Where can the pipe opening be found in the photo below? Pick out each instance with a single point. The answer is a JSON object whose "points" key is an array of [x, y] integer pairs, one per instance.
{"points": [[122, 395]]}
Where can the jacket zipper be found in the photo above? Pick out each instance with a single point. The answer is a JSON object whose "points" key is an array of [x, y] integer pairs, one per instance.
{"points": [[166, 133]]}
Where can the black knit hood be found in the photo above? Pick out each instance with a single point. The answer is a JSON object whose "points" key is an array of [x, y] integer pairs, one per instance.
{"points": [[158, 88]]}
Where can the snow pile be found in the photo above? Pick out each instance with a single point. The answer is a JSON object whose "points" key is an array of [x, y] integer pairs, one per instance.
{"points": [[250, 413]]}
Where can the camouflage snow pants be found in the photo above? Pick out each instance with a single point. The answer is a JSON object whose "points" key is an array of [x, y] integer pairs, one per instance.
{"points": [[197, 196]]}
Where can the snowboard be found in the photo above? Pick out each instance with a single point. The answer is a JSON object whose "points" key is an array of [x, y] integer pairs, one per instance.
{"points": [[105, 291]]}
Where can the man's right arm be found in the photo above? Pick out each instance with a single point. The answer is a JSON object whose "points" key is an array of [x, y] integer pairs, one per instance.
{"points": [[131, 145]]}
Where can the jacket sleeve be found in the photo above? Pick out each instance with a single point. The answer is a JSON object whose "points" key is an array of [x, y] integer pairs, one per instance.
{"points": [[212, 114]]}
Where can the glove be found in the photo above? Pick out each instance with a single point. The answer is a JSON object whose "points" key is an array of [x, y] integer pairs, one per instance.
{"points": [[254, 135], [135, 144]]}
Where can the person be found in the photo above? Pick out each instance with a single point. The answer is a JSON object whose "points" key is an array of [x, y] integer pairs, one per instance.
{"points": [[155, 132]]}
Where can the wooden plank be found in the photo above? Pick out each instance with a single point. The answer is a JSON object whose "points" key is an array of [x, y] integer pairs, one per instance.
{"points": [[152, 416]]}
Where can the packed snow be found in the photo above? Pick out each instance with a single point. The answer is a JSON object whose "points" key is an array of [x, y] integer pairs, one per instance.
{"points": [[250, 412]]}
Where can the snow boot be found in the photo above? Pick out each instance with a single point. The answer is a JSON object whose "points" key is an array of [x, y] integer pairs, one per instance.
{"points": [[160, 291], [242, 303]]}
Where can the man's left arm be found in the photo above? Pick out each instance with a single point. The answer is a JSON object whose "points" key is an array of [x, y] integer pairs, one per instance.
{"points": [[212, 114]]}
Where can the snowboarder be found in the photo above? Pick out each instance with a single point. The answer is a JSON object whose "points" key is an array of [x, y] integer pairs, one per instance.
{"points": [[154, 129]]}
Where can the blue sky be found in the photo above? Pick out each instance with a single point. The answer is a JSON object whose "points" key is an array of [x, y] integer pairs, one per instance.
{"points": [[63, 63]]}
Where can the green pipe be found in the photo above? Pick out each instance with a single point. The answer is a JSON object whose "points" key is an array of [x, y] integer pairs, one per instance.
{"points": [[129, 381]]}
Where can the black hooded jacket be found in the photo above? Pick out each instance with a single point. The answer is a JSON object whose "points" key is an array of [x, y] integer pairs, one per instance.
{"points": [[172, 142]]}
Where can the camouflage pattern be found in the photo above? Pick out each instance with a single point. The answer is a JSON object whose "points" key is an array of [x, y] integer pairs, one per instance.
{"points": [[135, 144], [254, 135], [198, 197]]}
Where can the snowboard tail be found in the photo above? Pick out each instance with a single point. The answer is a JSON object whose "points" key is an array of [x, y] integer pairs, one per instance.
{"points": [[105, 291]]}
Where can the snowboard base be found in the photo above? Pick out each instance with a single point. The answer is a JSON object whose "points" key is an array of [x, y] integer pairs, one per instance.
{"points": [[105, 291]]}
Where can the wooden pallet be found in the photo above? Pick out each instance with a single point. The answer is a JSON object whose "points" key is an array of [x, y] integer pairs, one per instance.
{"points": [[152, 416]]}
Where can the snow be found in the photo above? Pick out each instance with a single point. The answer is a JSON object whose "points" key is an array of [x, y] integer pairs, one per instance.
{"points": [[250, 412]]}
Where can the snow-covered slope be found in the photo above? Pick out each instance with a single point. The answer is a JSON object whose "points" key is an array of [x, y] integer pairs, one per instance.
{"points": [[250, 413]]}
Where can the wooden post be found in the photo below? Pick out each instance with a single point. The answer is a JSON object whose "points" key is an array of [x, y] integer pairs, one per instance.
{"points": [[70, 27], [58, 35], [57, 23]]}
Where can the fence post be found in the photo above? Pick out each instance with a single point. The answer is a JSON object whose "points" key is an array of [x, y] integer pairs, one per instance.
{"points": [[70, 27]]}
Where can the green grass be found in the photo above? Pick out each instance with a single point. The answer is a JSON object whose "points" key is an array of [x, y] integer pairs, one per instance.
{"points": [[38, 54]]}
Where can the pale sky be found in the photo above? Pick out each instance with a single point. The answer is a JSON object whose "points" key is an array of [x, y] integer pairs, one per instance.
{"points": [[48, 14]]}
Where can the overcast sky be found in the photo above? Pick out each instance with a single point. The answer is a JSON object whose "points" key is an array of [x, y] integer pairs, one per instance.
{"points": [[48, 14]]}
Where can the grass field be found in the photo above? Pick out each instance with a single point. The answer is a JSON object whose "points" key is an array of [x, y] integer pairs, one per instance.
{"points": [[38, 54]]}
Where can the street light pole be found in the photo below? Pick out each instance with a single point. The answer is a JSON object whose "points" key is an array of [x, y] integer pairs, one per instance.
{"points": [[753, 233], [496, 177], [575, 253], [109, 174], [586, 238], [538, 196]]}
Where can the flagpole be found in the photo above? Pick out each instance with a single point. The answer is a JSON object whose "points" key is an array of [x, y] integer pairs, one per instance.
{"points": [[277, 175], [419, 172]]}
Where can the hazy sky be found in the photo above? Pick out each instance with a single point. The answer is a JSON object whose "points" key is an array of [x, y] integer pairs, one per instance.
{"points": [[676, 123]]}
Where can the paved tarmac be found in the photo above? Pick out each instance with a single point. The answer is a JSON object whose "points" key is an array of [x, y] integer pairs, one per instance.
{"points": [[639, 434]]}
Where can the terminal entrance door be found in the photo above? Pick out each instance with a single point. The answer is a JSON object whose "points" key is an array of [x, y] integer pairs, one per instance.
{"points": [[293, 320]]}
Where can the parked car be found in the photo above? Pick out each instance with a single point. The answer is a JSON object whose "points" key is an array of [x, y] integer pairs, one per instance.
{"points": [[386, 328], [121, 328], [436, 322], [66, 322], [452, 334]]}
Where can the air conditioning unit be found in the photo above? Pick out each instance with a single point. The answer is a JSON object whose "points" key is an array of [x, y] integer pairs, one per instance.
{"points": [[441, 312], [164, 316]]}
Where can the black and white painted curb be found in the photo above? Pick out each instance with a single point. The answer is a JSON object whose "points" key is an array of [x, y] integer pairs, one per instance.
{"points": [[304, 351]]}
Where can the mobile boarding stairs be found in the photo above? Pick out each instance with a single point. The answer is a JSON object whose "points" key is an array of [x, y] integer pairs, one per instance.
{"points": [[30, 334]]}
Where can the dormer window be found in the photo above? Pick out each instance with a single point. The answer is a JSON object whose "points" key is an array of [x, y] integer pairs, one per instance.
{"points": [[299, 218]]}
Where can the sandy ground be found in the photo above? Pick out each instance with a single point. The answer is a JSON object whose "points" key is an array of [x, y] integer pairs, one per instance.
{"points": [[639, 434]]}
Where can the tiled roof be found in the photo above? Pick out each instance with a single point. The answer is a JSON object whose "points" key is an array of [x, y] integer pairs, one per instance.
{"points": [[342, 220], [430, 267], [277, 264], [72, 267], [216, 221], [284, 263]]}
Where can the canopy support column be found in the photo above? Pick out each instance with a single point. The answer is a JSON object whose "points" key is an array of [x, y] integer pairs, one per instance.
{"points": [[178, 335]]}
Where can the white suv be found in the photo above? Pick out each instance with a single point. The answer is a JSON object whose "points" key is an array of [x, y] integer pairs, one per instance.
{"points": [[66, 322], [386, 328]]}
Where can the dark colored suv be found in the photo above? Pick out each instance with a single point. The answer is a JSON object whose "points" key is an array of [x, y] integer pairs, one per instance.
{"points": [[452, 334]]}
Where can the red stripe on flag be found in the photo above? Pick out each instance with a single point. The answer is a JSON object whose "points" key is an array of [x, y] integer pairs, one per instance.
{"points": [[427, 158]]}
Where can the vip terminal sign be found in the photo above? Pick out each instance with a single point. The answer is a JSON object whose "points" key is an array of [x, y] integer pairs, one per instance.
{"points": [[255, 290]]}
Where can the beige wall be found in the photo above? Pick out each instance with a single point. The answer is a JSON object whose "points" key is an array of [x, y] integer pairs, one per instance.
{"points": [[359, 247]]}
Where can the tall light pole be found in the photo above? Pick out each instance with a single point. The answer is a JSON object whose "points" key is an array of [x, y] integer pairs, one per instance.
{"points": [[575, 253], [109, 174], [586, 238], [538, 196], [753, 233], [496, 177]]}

•••••

# WHAT NEEDS TO BE DONE:
Give back exactly the lines running from the line containing "Where can the vip" through the end of the material above, both included, and nothing beyond them.

# SOLUTION FOR THIS TASK:
Where can the vip terminal sign be found in the photo above? Pick out each instance with a single point. The answer is a JSON object whose "points" key is an array of [x, y] integer pairs, one per instance.
{"points": [[255, 290]]}
Where can the beige wall be found in the photo above? Pick out each instance with a single point. The answer is a JSON object whose "points" key is an array of [x, y] integer pairs, one per instance.
{"points": [[359, 247]]}
Where can the tall light pole be found in the photo above? Pick out each instance with a single point. The answer is a JSON object whose "points" key is an array of [x, y] integer pairs, one per instance.
{"points": [[575, 253], [109, 174], [586, 238], [538, 196], [753, 233], [496, 177]]}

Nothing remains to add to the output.